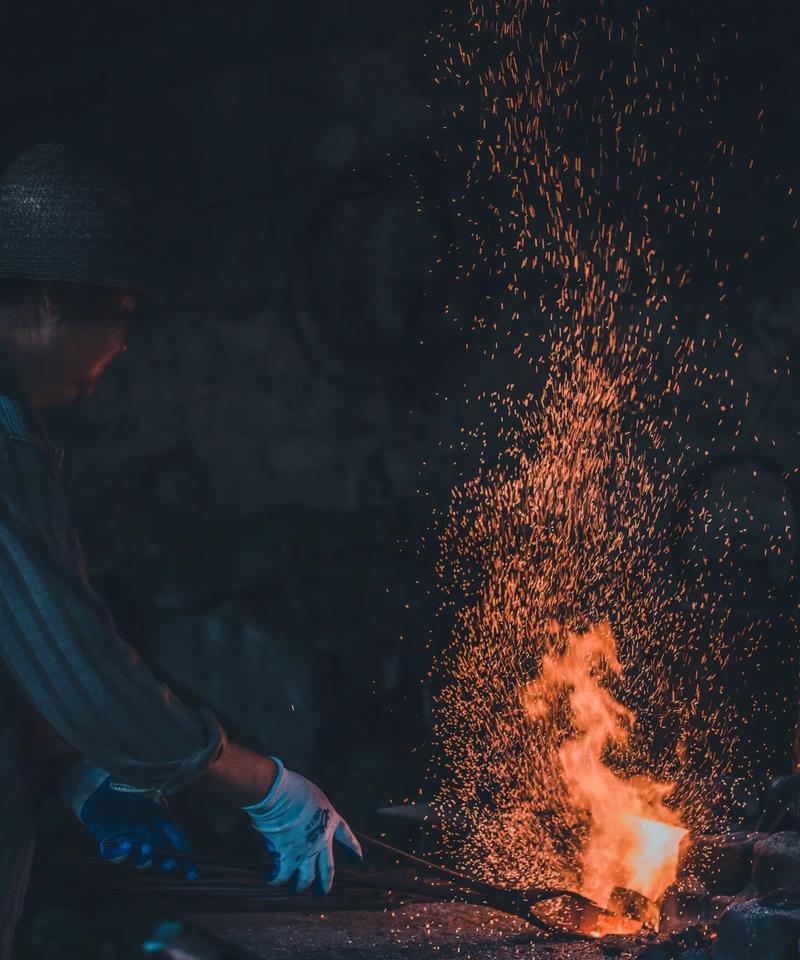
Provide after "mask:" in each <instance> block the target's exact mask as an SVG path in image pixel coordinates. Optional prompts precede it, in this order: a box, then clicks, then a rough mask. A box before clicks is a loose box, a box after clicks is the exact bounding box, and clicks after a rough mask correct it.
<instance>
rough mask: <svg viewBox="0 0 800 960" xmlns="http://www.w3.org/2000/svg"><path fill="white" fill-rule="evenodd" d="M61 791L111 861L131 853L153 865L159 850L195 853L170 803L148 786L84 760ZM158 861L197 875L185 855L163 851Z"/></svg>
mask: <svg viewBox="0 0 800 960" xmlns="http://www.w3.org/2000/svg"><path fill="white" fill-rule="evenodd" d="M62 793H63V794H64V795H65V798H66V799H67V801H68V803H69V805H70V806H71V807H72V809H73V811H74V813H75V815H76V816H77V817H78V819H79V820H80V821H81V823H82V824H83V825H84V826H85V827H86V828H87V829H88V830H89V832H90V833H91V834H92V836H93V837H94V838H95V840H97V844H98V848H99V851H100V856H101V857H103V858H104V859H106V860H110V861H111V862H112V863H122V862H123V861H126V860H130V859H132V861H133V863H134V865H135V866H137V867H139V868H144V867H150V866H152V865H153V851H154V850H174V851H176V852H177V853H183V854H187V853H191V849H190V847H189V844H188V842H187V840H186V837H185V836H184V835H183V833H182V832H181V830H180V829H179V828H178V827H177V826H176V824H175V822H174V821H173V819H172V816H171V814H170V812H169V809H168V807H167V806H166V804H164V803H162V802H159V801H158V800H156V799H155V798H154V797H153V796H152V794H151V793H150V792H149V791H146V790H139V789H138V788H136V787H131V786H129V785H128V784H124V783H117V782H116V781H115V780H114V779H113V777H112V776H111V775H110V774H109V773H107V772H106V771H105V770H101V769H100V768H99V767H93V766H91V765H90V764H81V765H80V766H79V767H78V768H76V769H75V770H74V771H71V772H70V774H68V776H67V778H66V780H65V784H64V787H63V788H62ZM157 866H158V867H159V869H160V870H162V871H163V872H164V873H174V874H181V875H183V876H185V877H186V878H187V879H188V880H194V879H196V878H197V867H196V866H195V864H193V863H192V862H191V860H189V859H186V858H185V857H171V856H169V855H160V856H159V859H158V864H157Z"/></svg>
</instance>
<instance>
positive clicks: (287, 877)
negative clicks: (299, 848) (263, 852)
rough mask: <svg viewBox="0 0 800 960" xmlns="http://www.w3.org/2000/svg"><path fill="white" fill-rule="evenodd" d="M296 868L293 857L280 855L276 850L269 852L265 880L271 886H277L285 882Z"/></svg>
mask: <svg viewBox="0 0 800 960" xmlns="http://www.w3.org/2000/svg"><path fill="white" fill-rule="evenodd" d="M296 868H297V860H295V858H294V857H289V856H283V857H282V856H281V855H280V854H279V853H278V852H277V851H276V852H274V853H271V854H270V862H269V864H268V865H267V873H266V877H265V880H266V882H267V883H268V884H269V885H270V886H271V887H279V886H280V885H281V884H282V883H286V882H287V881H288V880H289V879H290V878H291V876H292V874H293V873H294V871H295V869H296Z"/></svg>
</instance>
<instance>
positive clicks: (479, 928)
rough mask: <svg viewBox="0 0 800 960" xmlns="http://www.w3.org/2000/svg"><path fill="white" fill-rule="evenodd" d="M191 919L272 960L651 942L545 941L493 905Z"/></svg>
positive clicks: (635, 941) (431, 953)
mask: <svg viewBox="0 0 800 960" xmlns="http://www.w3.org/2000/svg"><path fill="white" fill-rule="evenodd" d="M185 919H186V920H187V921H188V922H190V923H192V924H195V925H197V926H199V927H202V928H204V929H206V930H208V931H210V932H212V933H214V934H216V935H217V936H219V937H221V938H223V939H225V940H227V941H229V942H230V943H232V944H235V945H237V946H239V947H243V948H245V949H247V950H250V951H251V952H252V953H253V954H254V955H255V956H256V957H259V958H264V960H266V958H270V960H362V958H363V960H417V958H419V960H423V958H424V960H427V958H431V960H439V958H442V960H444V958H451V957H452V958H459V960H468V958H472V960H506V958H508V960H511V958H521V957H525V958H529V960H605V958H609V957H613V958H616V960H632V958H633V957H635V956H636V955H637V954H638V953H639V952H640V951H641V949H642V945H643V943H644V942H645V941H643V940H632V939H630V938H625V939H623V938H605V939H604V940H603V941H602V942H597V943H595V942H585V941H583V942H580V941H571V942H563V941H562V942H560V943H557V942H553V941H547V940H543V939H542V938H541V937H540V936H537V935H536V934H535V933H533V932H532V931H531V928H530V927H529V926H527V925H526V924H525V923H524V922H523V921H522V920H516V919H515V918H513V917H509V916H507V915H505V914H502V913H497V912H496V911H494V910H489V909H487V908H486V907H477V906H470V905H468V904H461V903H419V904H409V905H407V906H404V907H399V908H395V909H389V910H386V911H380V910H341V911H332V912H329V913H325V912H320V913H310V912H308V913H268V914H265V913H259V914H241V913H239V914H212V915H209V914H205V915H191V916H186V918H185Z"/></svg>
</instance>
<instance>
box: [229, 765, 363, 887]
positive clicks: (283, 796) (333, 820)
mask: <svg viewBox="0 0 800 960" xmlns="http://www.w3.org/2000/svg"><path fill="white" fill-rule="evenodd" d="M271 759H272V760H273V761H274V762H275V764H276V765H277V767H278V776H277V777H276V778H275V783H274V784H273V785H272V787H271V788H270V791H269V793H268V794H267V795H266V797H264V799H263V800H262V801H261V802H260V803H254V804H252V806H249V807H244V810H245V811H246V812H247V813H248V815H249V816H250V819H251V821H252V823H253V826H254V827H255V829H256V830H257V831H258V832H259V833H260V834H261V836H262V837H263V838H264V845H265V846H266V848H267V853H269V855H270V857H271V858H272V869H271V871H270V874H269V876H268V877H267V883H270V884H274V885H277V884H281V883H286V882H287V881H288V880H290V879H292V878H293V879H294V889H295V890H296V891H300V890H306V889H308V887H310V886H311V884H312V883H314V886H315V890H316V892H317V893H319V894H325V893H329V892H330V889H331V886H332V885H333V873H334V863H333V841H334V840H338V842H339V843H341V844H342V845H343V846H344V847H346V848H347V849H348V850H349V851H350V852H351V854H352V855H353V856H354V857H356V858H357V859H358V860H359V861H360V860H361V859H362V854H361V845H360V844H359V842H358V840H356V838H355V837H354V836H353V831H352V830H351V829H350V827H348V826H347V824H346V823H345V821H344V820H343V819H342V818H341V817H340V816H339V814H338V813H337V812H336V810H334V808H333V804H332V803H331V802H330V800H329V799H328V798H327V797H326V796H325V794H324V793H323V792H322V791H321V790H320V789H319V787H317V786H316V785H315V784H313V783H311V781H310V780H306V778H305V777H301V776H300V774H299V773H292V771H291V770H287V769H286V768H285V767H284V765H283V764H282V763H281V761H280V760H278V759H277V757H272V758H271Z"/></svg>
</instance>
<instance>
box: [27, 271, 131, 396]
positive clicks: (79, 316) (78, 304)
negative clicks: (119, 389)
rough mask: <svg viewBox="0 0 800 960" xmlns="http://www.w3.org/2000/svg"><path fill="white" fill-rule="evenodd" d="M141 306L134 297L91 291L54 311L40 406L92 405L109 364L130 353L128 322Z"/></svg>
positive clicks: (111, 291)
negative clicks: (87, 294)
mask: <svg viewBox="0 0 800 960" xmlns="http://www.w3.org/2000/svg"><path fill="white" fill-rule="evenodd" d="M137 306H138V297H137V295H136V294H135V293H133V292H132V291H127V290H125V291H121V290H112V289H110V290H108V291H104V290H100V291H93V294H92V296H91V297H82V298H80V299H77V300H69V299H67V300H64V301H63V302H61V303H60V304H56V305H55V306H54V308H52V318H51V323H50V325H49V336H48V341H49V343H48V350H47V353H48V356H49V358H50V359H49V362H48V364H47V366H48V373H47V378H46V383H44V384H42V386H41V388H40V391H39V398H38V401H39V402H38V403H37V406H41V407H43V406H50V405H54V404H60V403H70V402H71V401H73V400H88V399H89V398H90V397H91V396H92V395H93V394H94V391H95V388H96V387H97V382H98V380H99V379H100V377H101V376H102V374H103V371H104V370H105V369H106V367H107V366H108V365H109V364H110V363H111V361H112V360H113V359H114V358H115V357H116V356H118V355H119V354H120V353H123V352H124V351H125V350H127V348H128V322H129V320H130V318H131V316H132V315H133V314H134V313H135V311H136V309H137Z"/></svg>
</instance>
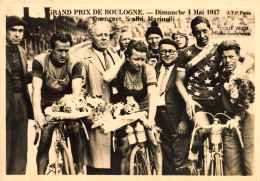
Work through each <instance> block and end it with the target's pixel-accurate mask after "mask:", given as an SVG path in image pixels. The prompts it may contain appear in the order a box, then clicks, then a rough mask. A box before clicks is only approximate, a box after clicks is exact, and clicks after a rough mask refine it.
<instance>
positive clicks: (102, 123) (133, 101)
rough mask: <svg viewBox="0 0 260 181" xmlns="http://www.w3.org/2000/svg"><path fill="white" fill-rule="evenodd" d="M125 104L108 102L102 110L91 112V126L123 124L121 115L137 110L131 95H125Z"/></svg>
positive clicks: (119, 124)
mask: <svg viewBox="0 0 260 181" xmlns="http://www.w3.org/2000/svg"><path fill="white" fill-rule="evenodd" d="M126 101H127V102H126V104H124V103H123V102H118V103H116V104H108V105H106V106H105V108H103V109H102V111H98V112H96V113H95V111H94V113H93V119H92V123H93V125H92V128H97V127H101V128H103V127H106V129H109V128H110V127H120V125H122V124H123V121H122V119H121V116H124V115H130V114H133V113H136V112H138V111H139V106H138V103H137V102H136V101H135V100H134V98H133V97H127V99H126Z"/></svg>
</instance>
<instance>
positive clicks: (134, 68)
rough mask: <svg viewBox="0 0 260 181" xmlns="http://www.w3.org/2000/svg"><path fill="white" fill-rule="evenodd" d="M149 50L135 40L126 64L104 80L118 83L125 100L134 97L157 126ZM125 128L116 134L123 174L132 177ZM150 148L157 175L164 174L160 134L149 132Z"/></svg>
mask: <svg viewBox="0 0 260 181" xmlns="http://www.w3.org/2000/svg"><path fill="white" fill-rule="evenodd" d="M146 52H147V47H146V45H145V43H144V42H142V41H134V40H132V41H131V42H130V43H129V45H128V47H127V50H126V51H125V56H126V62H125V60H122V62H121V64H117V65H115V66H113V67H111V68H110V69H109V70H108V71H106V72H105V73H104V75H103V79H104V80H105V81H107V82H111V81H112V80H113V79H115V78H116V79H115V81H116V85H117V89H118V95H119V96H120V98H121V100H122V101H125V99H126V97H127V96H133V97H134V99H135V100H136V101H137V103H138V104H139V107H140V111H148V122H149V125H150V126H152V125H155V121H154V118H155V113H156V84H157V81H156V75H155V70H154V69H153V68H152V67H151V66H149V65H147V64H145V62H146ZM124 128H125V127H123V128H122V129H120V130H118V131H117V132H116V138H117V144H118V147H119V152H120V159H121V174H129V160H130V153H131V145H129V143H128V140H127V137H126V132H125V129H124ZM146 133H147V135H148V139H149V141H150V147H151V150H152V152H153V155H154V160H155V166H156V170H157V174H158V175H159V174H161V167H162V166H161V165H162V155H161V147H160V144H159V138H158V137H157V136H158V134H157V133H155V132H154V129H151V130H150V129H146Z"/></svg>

☆ ☆ ☆ ☆

__Activity__.
Please output everything from the start of the records down to the line that contains "791L111 861L131 853L153", both ends included, copied exactly. Leave the pictures out.

__Result for this task__.
Provide after "mask:" in each <instance> block the target's exact mask as an SVG path in image pixel coordinates. Optional prompts precede it, in this order: a box, then clicks, then a rough mask. A box before clicks is a loose box, a box after clicks is the exact bounding box, and clicks after a rough mask correct it.
<instance>
rough mask: <svg viewBox="0 0 800 960" xmlns="http://www.w3.org/2000/svg"><path fill="white" fill-rule="evenodd" d="M61 791L111 861L131 853L153 865L159 850L195 853L170 803L148 786L84 760ZM158 861L197 875L185 855L163 851Z"/></svg>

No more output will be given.